> **TEXT SHOWN**:
# # # # #
RE: no, but seriously

Tim O'Connor (tim@roughdraft.org)
Mon, 06 Apr 1998 02:07:23 -0400

> Tim, I've enjoyed reading the exchange. It's Monday morning here.
> Given the amount of INTENSE curiosity about you the person, it's been
> extremely interesting to read so much "personal" Tim.

Well .... I hasten to add that not all the facts were about me -- I just
find that I listen to people and their stories and can't help it when they
demand to be shared....  The personal me is still a confusion to me!  I
don't know about the other people here, but when you spend part of your day
trying to make a fictional world come to life on paper, it's hard to say
what is you and what is of your imagination!

> (In my eyes, you
> are a near saint in the way you pastoral care this list.) I often
> wondered how you could be patience personified.

It's an illusion, I think.  I just go to the gym more intensely, or on
longer walks.  I am not so patient except that this crazy list has become
the kind of community to me that some mental patients find in their heads,
keeping them company.  So, I do what I can to coddle and challenge it,
because it has its own strange sort of meaning to me.

> I rejoined the list some time ago and came upon Scottie. My confession -
> he sounded so much like my very favourite therapist that I thought they
> were the same person. I hear Paul when I read Scottie. And they both
> have that very English way of being so all knowing whilst simultaneously
> being so tongue in cheek.

Two or three things, much for Scottie:

One: Scottie -- it may be that you and I crossed paths, you joining and me
just doing list housekeeping, when you introduced yourself.  I didn't know
(or consider) what you do, except that you have strong opinions and are,
ah, articulate in a way that itself should serve as a good lesson to anyone
who reads you; so when you said "my patients," I had, and almost still
have, no idea of what you meant.
# # # # #
> **SUPPLIED MATERIAL**:
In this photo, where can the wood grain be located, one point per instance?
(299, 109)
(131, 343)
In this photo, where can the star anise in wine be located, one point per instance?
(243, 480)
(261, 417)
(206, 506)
# # # # #
In the email, what does Tim O'Connor say he does rather than being truly patient? The entries come from a different source than the email.

He goes to the gym more intensely or takes longer walks.